> **Die Aufgabe**
Zieh aus dem Textabschnitt Wort für Wort die Stelle heraus, die mit „Während der Predigt“ anfängt und mit „regelmäßig zur Messe.“ aufhört.

> **Textabschnitt**
————————

Ich war ein Prediger der Pfingstbewegung
ICH wurde 1932 auf Sizilien (Italien) geboren. Kurz nach dem Zweiten Weltkrieg nahm ich in einem Privathaus an dem Gottesdienst einer Pfingstgemeinde teil. Der Prediger, ein Mann in mittlerem Alter, begann den Gottesdienst, indem er sehr laut betete. Darüber war ich erstaunt, doch ich blieb.
Während der Predigt unterbrach ich ihn einige Male und bat ihn, zu beweisen, daß es einen Gott gibt. Er sagte, die Bibel sei ein Beweis dafür, und schenkte mir dann eine. Nun begann ich, täglich etwa sieben Kapitel darin zu lesen. Aber ich merkte bald, daß ich nur wenig oder gar nichts von dem verstand, was ich las. Ich entschloß mich daher, mich an die Pfingstbewegung um Hilfe zu wenden.
Meine religiöse Erziehung
Schon als Kind interessierte ich mich für Religion. Auch meine Eltern waren gläubig. Sie gehörten wie die meisten Sizilianer der römisch-katholischen Kirche an und gingen regelmäßig zur Messe.
Als ich älter wurde, erkannte ich, daß die katholische Kirche meine geistig-religiösen Bedürfnisse nicht befriedigte. Ich konnte zum Beispiel nicht verstehen, warum die Geistlichen Amtsgewänder trugen, warum sie einen bei der Beichte nach allen Einzelheiten des persönlichen Lebens ausfragten oder warum in den Kirchen ebenso viele Götzen standen wie in heidnischen Tempeln. Da ich keine befriedigende Antwort auf diese Fragen erhielt, verlor ich allmählich das Interesse am katholischen Glauben.
Vor dem Krieg kam oft ein Priester zu uns zu Besuch. Er erhielt den Ertrag unseres Weingartens. Dieser Priester vertrat die Meinung, daß der Faschismus für Italien die beste Regierung sei, weil er die Interessen der katholischen Kirche schütze. Nach Kriegsende traten dann viele Leute aus der Kirche aus, weil sie beobachtet hatten, daß sie auf der Seite des Faschismus gestanden hatte. Auch waren sie empört, weil die Kirche die Reichen auf Kosten der Armen unterstützte.
Das hatte zur Folge, daß nach dem Krieg viele Leute Atheisten wurden. Auch ich neigte zum Atheismus. Ich ging nur zur Kirche, um meine Bekannten zu treffen. Dennoch empfand ich ein Bedürfnis nach geistig-religiösen Dingen.

————————

> **Herausgesuchte Angaben**

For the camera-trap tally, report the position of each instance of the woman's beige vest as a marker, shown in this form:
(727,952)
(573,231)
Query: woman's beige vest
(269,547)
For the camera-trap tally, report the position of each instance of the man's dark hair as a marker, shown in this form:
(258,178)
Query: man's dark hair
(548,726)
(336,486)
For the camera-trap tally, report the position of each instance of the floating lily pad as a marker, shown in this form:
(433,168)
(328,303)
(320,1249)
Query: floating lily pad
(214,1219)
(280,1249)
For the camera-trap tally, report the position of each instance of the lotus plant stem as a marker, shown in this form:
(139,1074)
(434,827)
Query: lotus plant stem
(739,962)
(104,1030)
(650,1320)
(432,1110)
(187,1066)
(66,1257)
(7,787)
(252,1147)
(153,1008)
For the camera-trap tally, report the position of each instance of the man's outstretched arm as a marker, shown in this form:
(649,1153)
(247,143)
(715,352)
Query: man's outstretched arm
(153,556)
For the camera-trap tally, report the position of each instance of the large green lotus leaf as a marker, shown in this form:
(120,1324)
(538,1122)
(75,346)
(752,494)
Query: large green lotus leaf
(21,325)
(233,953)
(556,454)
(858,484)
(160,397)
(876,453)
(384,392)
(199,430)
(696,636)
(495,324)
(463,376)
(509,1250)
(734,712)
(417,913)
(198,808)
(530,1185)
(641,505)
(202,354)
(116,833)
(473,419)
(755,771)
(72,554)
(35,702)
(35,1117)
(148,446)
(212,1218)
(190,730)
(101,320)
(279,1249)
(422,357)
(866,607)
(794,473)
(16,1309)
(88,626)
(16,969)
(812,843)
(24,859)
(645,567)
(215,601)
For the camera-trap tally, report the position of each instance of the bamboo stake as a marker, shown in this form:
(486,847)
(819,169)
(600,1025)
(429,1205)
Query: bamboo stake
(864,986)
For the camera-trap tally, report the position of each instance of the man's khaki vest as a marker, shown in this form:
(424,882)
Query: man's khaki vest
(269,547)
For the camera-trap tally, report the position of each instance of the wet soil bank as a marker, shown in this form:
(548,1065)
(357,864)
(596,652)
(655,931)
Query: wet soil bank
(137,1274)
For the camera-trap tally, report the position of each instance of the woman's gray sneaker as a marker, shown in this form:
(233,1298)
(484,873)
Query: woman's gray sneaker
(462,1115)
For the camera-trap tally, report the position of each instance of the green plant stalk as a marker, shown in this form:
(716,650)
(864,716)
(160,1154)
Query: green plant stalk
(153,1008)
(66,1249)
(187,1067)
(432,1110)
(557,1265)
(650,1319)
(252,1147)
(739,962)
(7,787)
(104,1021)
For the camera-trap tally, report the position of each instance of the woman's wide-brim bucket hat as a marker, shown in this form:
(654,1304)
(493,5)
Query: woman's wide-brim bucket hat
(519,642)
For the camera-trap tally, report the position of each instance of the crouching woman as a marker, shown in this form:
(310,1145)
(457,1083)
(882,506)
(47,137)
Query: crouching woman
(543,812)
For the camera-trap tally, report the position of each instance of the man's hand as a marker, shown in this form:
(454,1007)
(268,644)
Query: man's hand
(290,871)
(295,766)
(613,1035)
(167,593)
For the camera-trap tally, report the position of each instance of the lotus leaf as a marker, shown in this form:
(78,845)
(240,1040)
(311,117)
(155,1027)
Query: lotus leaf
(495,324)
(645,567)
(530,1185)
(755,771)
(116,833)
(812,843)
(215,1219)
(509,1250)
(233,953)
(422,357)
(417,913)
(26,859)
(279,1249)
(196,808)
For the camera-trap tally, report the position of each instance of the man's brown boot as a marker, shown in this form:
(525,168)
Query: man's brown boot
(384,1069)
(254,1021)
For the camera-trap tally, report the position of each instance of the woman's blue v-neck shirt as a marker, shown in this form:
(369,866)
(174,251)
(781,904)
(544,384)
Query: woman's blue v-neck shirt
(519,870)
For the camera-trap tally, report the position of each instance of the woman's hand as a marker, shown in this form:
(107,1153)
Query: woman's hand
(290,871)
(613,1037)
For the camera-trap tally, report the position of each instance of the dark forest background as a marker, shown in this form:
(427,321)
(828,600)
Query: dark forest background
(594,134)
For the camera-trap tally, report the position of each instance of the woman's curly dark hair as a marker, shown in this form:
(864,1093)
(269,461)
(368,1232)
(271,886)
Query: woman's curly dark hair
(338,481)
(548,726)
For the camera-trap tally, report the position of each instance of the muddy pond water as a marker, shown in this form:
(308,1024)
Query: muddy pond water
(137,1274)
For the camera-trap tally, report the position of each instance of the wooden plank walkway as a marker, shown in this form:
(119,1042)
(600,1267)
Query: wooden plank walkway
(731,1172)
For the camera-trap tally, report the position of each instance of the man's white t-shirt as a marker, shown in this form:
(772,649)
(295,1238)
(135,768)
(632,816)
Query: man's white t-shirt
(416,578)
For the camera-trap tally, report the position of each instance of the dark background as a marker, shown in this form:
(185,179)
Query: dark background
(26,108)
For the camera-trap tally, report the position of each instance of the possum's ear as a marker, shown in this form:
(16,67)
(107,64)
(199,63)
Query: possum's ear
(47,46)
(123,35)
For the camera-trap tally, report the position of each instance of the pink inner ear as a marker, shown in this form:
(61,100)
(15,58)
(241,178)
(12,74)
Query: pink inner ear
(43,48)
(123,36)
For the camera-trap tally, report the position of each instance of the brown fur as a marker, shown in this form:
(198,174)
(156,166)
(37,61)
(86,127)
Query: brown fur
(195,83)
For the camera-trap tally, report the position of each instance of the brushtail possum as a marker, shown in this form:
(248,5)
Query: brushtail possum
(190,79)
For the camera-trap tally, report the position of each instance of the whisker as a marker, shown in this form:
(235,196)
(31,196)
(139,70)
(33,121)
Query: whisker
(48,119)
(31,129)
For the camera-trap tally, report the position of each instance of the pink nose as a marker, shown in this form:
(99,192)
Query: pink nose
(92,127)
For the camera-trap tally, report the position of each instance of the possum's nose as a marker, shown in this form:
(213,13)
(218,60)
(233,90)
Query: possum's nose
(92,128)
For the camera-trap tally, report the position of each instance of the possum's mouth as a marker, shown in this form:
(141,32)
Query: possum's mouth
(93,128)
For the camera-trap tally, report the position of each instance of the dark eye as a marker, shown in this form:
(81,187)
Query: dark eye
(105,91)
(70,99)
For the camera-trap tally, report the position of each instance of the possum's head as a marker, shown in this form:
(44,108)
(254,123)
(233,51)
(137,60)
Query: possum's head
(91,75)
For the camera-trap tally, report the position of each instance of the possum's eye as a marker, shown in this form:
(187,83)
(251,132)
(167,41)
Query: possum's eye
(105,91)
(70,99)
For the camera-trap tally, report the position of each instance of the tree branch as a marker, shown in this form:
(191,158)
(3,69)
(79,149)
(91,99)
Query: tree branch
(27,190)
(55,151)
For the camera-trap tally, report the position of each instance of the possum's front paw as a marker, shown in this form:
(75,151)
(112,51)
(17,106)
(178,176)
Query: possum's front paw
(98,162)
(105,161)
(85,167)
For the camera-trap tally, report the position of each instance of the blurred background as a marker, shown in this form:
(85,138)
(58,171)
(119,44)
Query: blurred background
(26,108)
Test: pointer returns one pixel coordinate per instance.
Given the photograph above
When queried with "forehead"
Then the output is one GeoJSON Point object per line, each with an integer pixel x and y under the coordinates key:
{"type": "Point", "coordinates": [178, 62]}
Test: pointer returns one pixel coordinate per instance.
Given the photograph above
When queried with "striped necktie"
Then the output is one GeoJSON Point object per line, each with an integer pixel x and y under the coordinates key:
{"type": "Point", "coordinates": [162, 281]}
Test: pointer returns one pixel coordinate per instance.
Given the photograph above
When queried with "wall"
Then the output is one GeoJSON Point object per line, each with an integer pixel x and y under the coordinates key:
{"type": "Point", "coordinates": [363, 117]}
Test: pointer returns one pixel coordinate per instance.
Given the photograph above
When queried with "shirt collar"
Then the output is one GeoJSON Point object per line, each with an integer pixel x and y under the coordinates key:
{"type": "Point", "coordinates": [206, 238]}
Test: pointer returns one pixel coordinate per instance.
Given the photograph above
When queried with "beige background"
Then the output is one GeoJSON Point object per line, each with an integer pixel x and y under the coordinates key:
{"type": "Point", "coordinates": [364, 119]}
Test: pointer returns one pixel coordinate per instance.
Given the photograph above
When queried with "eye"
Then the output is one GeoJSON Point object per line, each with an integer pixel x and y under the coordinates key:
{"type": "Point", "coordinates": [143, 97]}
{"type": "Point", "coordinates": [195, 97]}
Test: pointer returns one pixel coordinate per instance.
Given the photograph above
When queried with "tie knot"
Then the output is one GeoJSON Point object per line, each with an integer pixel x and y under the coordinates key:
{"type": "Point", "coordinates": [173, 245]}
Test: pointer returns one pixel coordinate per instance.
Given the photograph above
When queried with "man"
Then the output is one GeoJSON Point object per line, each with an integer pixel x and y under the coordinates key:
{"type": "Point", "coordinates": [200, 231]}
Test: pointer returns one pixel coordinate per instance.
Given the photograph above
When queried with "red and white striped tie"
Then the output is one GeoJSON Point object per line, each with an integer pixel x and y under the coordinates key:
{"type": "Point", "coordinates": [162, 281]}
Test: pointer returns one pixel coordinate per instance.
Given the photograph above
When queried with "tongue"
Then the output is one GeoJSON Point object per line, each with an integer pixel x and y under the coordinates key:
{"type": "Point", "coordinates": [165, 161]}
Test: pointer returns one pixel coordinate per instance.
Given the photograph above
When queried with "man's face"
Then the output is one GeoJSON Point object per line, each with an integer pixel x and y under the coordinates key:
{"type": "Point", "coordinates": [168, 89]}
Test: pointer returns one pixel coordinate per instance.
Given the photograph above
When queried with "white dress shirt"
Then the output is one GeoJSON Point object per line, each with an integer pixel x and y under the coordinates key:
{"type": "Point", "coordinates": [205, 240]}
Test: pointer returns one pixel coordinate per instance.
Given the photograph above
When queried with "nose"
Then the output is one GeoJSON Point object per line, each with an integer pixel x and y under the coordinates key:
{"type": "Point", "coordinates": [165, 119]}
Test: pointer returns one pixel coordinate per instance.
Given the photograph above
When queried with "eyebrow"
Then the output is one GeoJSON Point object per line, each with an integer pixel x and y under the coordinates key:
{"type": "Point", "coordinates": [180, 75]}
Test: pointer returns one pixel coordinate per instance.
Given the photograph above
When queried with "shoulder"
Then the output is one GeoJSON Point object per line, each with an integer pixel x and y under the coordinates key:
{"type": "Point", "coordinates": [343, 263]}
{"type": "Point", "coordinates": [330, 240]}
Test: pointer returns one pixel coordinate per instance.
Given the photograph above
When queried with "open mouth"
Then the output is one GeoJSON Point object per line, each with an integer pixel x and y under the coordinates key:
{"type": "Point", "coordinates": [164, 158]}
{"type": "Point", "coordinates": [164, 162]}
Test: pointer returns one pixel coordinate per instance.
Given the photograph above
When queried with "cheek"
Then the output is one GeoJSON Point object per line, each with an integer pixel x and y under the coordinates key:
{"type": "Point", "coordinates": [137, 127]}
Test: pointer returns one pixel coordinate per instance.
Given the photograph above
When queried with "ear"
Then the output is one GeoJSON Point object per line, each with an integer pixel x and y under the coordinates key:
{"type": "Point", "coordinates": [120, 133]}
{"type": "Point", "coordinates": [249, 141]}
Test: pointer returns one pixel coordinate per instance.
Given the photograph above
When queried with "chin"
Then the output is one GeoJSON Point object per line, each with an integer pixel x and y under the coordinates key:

————————

> **Das Ergebnis**
Während der Predigt unterbrach ich ihn einige Male und bat ihn, zu beweisen, daß es einen Gott gibt. Er sagte, die Bibel sei ein Beweis dafür, und schenkte mir dann eine. Nun begann ich, täglich etwa sieben Kapitel darin zu lesen. Aber ich merkte bald, daß ich nur wenig oder gar nichts von dem verstand, was ich las. Ich entschloß mich daher, mich an die Pfingstbewegung um Hilfe zu wenden.
Meine religiöse Erziehung
Schon als Kind interessierte ich mich für Religion. Auch meine Eltern waren gläubig. Sie gehörten wie die meisten Sizilianer der römisch-katholischen Kirche an und gingen regelmäßig zur Messe.